## Begin Material supplied
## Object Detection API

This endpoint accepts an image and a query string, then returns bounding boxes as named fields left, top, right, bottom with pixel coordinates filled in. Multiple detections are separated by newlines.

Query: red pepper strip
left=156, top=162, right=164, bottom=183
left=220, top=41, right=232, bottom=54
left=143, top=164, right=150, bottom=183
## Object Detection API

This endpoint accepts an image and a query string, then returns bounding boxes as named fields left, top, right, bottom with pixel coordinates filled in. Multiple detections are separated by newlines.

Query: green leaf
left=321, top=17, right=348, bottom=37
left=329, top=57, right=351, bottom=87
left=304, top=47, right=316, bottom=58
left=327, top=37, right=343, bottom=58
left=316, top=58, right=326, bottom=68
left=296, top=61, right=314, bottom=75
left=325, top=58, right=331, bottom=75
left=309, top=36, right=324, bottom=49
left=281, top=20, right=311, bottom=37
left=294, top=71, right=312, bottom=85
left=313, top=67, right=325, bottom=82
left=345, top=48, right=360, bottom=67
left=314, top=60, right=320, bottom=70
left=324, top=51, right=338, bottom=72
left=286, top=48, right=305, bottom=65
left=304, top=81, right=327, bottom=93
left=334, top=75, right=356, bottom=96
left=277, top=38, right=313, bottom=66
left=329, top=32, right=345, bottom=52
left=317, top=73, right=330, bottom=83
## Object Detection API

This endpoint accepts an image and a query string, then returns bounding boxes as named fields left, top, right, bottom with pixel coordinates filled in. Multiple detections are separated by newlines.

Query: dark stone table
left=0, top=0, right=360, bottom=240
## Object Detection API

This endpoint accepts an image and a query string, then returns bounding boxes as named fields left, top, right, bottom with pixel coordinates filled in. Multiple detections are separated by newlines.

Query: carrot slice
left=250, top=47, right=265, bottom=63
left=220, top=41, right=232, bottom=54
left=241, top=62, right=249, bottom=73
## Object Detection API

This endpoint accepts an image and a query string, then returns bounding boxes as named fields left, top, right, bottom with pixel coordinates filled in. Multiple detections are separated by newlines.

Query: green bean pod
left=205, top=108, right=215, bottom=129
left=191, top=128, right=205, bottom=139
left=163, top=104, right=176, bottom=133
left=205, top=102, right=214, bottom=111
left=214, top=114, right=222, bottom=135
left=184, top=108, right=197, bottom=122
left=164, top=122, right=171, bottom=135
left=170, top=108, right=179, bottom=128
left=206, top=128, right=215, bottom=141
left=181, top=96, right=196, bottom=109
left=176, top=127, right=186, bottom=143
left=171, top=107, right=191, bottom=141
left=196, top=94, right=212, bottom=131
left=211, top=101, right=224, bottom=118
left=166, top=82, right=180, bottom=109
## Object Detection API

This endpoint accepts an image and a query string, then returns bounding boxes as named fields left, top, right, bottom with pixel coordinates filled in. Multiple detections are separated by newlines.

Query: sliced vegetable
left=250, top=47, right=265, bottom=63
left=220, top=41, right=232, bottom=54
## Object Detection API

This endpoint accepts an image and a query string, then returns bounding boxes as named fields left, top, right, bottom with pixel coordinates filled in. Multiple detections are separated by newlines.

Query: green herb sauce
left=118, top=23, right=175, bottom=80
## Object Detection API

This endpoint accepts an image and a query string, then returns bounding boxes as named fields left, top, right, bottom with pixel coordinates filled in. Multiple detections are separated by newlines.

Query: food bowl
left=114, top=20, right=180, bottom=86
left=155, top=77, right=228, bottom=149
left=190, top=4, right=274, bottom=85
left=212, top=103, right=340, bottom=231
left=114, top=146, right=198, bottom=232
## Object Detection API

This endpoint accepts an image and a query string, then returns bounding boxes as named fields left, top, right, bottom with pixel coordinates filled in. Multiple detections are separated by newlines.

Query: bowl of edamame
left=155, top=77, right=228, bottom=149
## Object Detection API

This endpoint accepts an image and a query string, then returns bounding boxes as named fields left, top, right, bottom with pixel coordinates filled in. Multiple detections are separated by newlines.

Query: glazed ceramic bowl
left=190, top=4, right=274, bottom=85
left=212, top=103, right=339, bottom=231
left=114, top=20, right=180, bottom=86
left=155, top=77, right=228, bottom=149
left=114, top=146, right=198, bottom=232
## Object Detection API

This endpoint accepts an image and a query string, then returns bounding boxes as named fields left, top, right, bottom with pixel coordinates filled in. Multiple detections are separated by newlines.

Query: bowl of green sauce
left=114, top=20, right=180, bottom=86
## End Material supplied
> [Short problem]: Collect every line of the data above that contains the word "bowl", and list those lines.

> [Response to the task]:
Query: food bowl
Query: bowl of edamame
Query: glazed ceramic bowl
Query: bowl of green sauce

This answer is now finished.